Objective - Transcribe word for word the lines spanning the line with "Consider the photo above. For every instance of the still" through the end of the records.

Records contained in a dataset
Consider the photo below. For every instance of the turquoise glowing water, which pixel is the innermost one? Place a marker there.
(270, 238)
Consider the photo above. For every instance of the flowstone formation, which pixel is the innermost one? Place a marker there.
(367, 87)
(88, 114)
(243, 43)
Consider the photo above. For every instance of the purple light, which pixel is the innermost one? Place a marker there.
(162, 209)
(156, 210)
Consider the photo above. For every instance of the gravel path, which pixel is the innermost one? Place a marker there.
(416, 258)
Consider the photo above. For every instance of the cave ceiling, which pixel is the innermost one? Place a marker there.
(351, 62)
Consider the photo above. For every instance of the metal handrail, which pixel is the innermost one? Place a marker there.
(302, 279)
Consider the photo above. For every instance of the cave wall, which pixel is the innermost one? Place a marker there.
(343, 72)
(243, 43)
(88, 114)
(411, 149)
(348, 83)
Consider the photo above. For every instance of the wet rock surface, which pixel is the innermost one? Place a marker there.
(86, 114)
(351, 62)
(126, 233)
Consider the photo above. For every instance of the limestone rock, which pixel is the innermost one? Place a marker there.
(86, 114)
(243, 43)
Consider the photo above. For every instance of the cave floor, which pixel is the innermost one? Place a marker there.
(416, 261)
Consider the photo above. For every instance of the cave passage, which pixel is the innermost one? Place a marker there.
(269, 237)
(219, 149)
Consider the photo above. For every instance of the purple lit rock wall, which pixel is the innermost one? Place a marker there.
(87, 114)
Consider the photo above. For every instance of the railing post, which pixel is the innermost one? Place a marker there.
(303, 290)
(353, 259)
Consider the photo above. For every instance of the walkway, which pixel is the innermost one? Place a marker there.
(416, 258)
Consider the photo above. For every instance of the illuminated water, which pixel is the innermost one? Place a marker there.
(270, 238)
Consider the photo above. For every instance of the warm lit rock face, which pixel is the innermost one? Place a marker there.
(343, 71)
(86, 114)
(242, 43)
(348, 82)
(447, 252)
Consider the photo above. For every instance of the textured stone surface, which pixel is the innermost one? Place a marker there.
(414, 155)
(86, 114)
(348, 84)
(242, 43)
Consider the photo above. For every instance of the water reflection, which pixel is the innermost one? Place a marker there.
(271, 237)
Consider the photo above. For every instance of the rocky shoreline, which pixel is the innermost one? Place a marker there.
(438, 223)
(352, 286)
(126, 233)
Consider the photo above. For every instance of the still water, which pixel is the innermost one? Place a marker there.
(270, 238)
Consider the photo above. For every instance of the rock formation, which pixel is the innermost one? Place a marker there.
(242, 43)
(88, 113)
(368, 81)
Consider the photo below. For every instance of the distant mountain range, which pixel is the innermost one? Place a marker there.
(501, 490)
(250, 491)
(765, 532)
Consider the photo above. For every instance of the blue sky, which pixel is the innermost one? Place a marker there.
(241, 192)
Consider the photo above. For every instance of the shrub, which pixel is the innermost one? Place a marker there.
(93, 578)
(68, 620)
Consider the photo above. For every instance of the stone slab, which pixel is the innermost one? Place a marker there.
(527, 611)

Response to this exercise -
Consider the photo above. For every instance of the still water, which pixel is the innermost one? Place a marker there.
(270, 238)
Consider the photo above. For every instance of the rock formation, which pixel is the innermost one? Place a marker there.
(242, 43)
(88, 113)
(368, 81)
Consider the photo below. For every instance of the distant mountain range, which pixel is the innermost one? Place a marker there.
(501, 490)
(250, 491)
(765, 532)
Consider the photo above. For every instance of the blue sky, which pixel is the innermost one? Place a marker there.
(241, 192)
Consider the photo above. For every instance of the shrub, which pixel is the innermost one? Place a marker there.
(93, 578)
(68, 620)
Consider the photo above. For every instance of the stone slab, which pixel is the innermost one? Place a marker there.
(527, 611)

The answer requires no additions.